▼
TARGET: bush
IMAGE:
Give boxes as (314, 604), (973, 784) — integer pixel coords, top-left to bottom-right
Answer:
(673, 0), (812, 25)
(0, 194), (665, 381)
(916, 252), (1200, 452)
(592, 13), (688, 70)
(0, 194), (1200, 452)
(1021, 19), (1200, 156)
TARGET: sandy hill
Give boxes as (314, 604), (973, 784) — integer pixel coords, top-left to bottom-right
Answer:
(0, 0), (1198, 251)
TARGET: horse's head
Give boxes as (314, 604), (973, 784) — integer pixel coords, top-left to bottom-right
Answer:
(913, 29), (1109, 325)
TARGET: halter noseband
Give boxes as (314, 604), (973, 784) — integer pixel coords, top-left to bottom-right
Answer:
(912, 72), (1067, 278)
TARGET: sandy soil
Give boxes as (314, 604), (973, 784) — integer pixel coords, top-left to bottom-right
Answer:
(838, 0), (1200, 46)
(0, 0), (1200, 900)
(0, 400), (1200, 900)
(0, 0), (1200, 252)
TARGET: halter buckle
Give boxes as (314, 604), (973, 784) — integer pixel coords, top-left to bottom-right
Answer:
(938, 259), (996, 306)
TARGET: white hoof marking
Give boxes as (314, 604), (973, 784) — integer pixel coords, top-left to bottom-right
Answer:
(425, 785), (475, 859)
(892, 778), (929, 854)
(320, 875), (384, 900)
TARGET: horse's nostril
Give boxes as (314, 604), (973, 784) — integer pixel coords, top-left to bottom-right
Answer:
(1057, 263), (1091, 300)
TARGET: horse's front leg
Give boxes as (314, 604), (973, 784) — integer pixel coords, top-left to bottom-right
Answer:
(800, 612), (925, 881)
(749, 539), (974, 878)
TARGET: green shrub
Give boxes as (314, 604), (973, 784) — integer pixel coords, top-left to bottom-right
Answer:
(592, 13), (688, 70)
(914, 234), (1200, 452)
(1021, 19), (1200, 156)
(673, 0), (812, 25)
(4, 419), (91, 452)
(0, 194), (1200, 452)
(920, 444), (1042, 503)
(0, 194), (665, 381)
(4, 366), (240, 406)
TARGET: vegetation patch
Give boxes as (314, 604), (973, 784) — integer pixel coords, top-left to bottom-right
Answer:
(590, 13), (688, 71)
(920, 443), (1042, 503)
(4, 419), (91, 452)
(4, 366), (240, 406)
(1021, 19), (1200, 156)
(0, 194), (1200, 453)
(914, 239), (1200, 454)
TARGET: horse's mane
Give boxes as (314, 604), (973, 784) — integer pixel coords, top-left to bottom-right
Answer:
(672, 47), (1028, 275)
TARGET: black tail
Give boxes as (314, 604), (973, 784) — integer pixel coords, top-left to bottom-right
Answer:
▲
• SHORT EXERCISE
Copy all of the records above line by line, with no changes to any line.

• RESPONSE TO THE EXERCISE
TARGET: bush
IMAGE:
Give boxes as (314, 604), (973, 784) — integer pixel coords, top-left to bottom-right
Answer:
(673, 0), (812, 25)
(0, 194), (665, 381)
(916, 252), (1200, 452)
(592, 13), (688, 70)
(0, 194), (1200, 452)
(1021, 19), (1200, 156)
TARGET: sandy hill
Give boxes as (314, 604), (973, 784) — integer pixel coords, top-left to bottom-right
Answer:
(0, 0), (1198, 251)
TARGET: horse's head
Give boxes as (314, 604), (973, 784) — integer pixel coords, top-left to bottom-right
Answer:
(913, 29), (1109, 325)
TARGET: halter noseband
Give boxes as (314, 604), (973, 784) — integer pixel coords, top-left to bottom-right
Answer:
(912, 72), (1067, 278)
TARGET: sandy soil
Give boxes as (314, 604), (973, 784) — integer pixel coords, top-left to bottom-right
Answer:
(838, 0), (1200, 46)
(0, 0), (1200, 900)
(0, 400), (1200, 900)
(0, 0), (1200, 252)
TARGET: halter buckle
Give boxes as (314, 604), (973, 784) — integer pixel coords, top-left to bottom-right
Answer:
(938, 259), (996, 306)
TARGET: white hoof marking
Give boxes as (314, 604), (973, 784) — integer pixel coords, top-left to bottom-right
Answer:
(425, 785), (475, 859)
(892, 778), (929, 854)
(320, 875), (384, 900)
TARGET: horse's nostril
Give boxes as (314, 604), (973, 784) — integer pixel coords, top-left to bottom-right
Answer:
(1057, 263), (1091, 300)
TARGET: horse's front leg
Give boxes as (314, 604), (973, 784) — integer pixel coords, top-left to bottom-right
Answer:
(800, 612), (925, 881)
(749, 539), (974, 878)
TARGET: green shrub
Give boxes as (314, 604), (973, 784) — integer pixel coords, top-left to bottom-right
Answer:
(592, 13), (688, 70)
(914, 234), (1200, 452)
(1021, 19), (1200, 156)
(673, 0), (812, 25)
(4, 419), (91, 452)
(0, 194), (1200, 452)
(920, 444), (1042, 503)
(0, 194), (665, 381)
(4, 366), (240, 406)
TARGET: vegetation patch
Give boxes as (314, 604), (973, 784) — integer pixel coords, top-left to bottom-right
Answer:
(590, 13), (688, 71)
(920, 443), (1042, 503)
(4, 419), (91, 452)
(4, 366), (240, 406)
(1021, 19), (1200, 156)
(0, 194), (1200, 453)
(914, 239), (1200, 454)
TARGET: horse's mane
Give boxes as (314, 604), (973, 784) — integer pixel coords, top-left to bottom-right
Answer:
(672, 47), (1028, 275)
TARGET: black tail
Give boxes as (314, 604), (973, 784) — integer pixel coords, top-left to bottom-right
Answer:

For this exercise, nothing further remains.